* Start Text passage *
Partitioned direct access. 

(Type PDA.) The file is partitioned into blocks, and blocks are assigned to processes. A process accesses 
records randomly within blocks assigned to it The order of block access may be arbitrary as well. This 
organization is useful for programs which can’t fit all of their data into memory, and are using files for 
auxiliary storage. Blocks can be thought of as pages of virtual memory, with the direct access feature 
allowing multiple passes on the data. Direct access versions of the PS and IS partitionings would be sup- 
ported by the PDA format as well. 

Many other direct access organizations are possible but most of them would be variations on the above two with 
additional restrictions added. For example, it might be useful to distinguish between PDA files which perform 
random access within blocks, and an equivalent organization which always accesses records sequentially within 
blocks. More experience with parallel programs which use direct access files is needed to determine whether 
standardization of more restricted organizations can be justified.
* End Text passage *
* Start Supplied data *
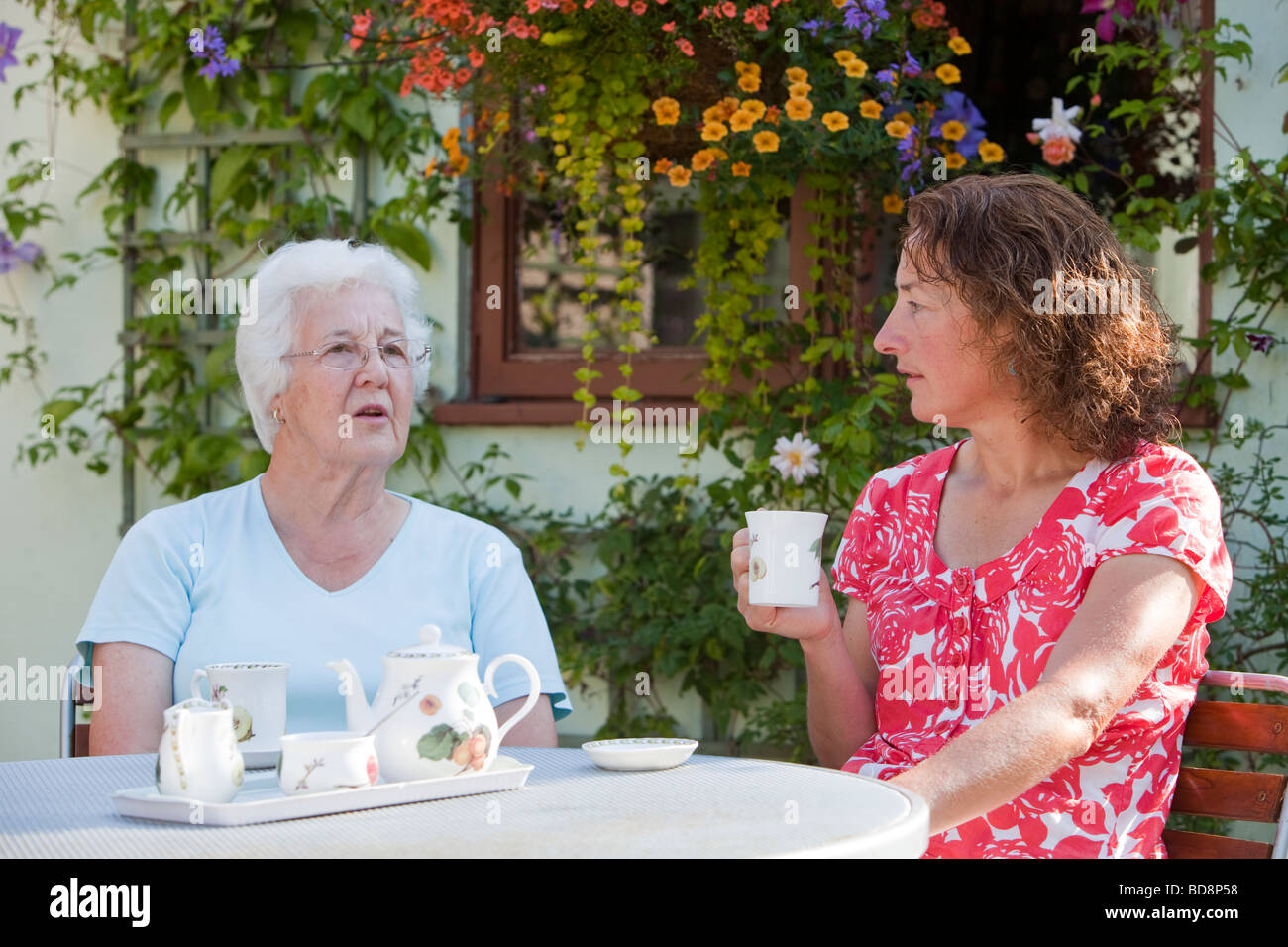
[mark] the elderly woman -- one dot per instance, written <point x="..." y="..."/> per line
<point x="314" y="560"/>
<point x="1026" y="605"/>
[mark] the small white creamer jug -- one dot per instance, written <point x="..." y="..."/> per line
<point x="198" y="757"/>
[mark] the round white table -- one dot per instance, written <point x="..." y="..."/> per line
<point x="708" y="806"/>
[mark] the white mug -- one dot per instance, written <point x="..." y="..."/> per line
<point x="257" y="692"/>
<point x="786" y="558"/>
<point x="326" y="761"/>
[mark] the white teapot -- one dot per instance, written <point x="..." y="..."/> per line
<point x="430" y="715"/>
<point x="198" y="758"/>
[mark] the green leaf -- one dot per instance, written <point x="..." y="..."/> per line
<point x="408" y="239"/>
<point x="228" y="166"/>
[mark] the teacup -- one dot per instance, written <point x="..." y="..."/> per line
<point x="326" y="761"/>
<point x="786" y="558"/>
<point x="257" y="690"/>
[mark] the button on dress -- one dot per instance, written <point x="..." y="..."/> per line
<point x="954" y="644"/>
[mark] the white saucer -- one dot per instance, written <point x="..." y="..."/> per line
<point x="642" y="753"/>
<point x="261" y="759"/>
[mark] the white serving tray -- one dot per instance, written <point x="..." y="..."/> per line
<point x="262" y="799"/>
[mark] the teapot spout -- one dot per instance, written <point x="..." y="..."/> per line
<point x="356" y="710"/>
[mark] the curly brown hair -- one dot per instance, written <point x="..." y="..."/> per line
<point x="1057" y="300"/>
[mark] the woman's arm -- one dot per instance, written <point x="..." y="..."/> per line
<point x="536" y="729"/>
<point x="1134" y="608"/>
<point x="134" y="684"/>
<point x="841" y="709"/>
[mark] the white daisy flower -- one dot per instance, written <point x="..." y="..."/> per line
<point x="795" y="458"/>
<point x="1060" y="124"/>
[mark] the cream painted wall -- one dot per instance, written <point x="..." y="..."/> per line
<point x="60" y="522"/>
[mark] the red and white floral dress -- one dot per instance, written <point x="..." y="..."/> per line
<point x="954" y="644"/>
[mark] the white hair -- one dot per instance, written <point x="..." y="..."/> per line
<point x="269" y="329"/>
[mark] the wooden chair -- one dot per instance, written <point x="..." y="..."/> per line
<point x="1233" y="793"/>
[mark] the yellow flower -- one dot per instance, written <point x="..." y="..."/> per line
<point x="666" y="110"/>
<point x="799" y="110"/>
<point x="953" y="131"/>
<point x="836" y="121"/>
<point x="702" y="159"/>
<point x="713" y="131"/>
<point x="991" y="153"/>
<point x="948" y="73"/>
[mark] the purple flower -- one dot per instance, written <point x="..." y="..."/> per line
<point x="12" y="254"/>
<point x="8" y="40"/>
<point x="957" y="107"/>
<point x="866" y="16"/>
<point x="210" y="46"/>
<point x="1107" y="9"/>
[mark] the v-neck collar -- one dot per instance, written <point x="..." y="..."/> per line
<point x="997" y="577"/>
<point x="267" y="522"/>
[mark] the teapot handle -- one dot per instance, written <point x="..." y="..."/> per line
<point x="533" y="689"/>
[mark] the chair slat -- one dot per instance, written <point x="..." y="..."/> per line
<point x="1258" y="727"/>
<point x="1199" y="845"/>
<point x="1229" y="793"/>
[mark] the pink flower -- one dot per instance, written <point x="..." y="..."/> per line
<point x="1057" y="151"/>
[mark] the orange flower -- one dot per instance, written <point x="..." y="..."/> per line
<point x="799" y="110"/>
<point x="713" y="131"/>
<point x="948" y="73"/>
<point x="666" y="110"/>
<point x="836" y="121"/>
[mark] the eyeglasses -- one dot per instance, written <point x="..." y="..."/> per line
<point x="400" y="354"/>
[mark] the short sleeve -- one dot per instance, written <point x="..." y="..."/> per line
<point x="146" y="594"/>
<point x="506" y="617"/>
<point x="848" y="574"/>
<point x="1166" y="504"/>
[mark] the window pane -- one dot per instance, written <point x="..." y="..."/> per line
<point x="550" y="316"/>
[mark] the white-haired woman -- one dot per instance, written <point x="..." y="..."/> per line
<point x="314" y="560"/>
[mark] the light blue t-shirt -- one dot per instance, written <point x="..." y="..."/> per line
<point x="210" y="579"/>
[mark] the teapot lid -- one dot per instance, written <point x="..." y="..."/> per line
<point x="430" y="646"/>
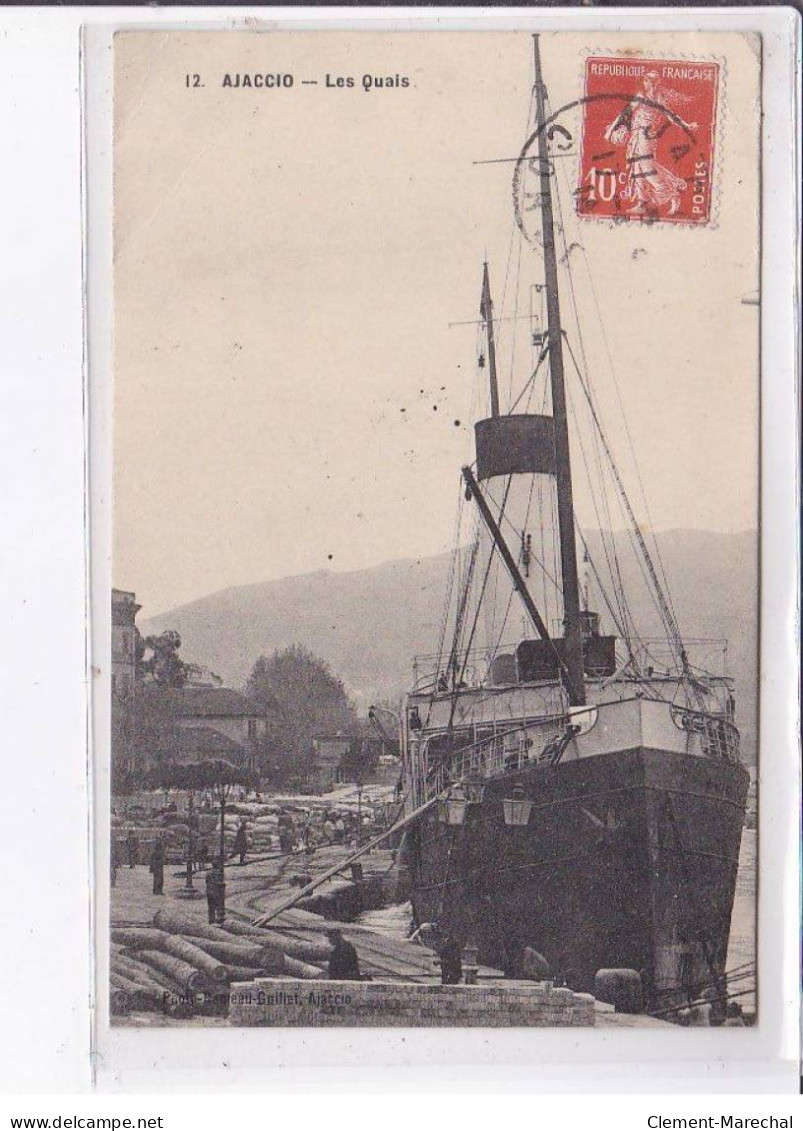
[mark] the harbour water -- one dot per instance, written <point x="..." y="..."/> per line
<point x="397" y="922"/>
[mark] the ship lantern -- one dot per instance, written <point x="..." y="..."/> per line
<point x="451" y="810"/>
<point x="517" y="809"/>
<point x="474" y="790"/>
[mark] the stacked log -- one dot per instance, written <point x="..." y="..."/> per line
<point x="190" y="980"/>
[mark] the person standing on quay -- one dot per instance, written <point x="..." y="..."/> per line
<point x="344" y="965"/>
<point x="214" y="891"/>
<point x="157" y="868"/>
<point x="240" y="846"/>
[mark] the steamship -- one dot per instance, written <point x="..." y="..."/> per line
<point x="577" y="791"/>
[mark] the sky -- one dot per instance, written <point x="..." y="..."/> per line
<point x="290" y="393"/>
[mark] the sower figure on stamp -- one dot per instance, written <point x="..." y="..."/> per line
<point x="157" y="868"/>
<point x="344" y="965"/>
<point x="650" y="184"/>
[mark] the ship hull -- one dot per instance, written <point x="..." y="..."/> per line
<point x="628" y="860"/>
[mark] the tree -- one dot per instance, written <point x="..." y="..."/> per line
<point x="302" y="698"/>
<point x="157" y="656"/>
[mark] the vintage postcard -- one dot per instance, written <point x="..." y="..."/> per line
<point x="434" y="621"/>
* End Supplied data *
## Required tasks
[1] In the passage on partitioned direct access, what can blocks be thought of as?
[2] List every abbreviation for a file organization or partitioning that appears in the passage on partitioned direct access.
[3] Proceed with the passage on partitioned direct access, picking up after its final sentence.
The lines have nothing to do with the passage on partitioned direct access.

## Task-by-task answers
[1] Pages of virtual memory.

[2] PDA, PS, IS

[3]
4. Implementation Strategies 

All of the proposed organizations above can be implemented using multiple direct-access storage devices 
to obtain parallelism in the I/O system. Some strategies for doing this are suggested here. In [6], Dibble et al. 
describe an interleaved file system which appears capable of supporting our type S and IS files, and possibly 
other organizations as well. 

For file types S and SS, disk striping can be used to spread the file across multiple drives, resulting in 
higher transfer rates. The entire file is viewed as a string of bytes which is broken into units most appropriate 
for the I/O devices involved. Buffers would be used when reading and writing to format the data into logical 
records. Some care is needed in the self-scheduled version to assure proper synchronization without unduly seri- 
alizing access. The use of predictable length records reduces the problem, since file pointers can be adjusted 
and buffer areas reserved early in an I/O call, thereby allowing the next call from another process to proceed 
before the actual data transfer from the first call has completed.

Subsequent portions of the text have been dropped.